INFORMATION GIVEN ::
* * * * * * *

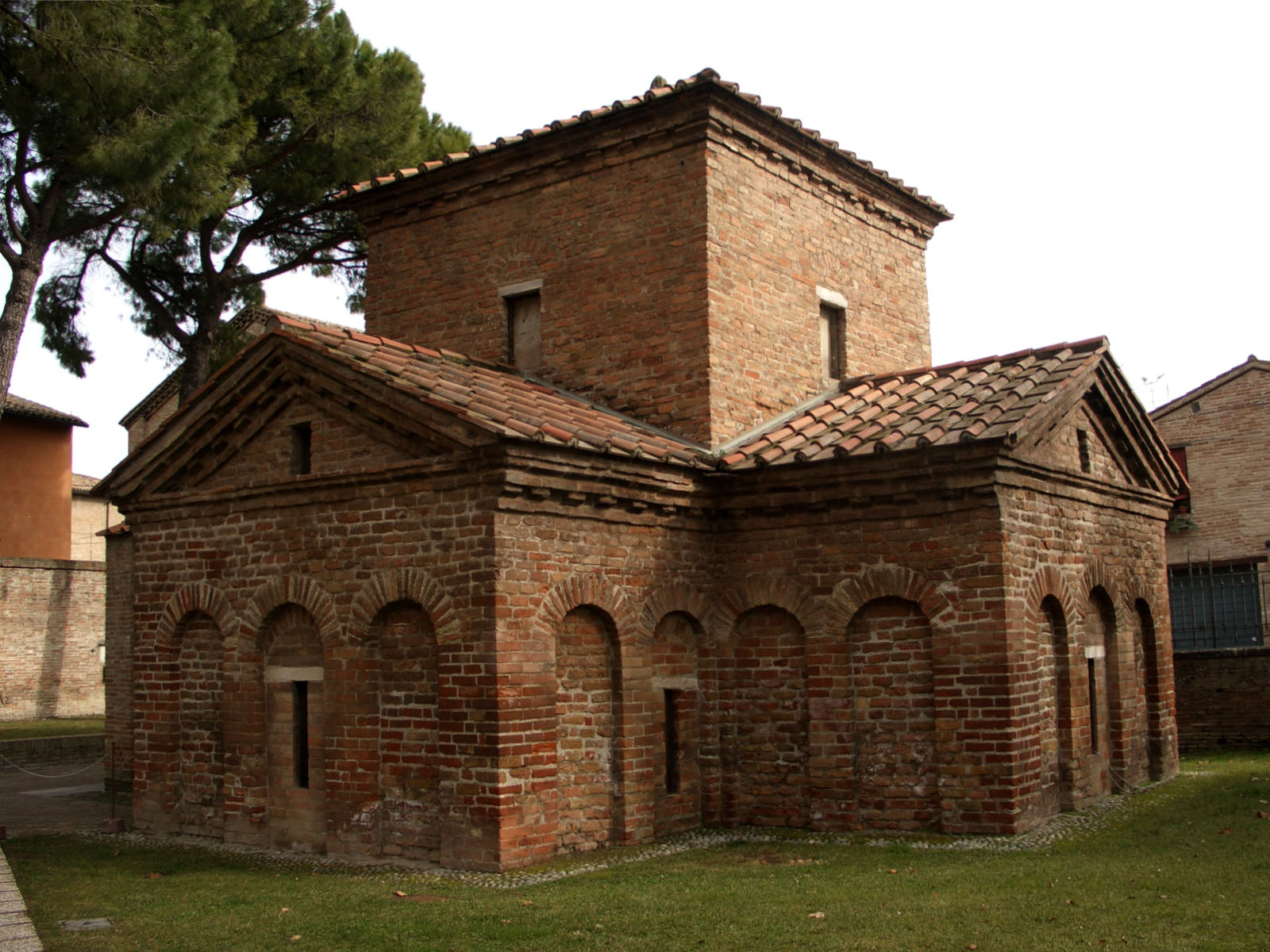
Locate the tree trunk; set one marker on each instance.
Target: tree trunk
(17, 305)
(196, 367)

* * * * * * *

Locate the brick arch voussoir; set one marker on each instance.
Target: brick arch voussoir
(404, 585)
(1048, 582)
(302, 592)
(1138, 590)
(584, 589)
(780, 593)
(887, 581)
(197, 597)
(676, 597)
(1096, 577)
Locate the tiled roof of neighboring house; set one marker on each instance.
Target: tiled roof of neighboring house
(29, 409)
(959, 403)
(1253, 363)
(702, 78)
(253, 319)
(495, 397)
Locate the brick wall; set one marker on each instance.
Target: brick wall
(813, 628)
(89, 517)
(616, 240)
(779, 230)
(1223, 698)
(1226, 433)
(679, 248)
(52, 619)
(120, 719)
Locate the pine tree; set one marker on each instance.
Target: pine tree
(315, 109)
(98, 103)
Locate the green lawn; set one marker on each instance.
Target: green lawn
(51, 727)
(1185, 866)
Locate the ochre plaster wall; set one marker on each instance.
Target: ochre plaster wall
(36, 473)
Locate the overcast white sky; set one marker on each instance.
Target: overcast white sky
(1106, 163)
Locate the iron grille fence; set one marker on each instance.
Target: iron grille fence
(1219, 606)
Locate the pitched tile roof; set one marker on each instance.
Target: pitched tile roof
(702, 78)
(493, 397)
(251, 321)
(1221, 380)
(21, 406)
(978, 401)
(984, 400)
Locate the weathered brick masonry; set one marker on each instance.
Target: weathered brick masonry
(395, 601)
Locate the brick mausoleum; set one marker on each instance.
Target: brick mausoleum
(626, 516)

* * * * * * *

EXERCISE :: Where does "marker" occur in the data? Copy each line that has it.

ANSWER SECTION ::
Locate the tree trunk; set one marker on each instance.
Locate the brick arch voussoir; set one marker on each instance.
Locate the tiled roof of neighboring house; set one marker on each instance.
Locate the brick wall; set one marker on each instance.
Locate the pine tree; set one marker on each instance.
Locate the green lawn; set one marker on each instance.
Locate the ochre plaster wall; set one marker on each instance.
Locate the overcast white sky; set one marker on each instance.
Locate the iron grille fence; set one marker on each instance.
Locate the pitched tile roof; set one marker on each instance.
Locate the weathered brick masonry; set one marker on each instance.
Locate the brick mausoleum; set one marker on each instance.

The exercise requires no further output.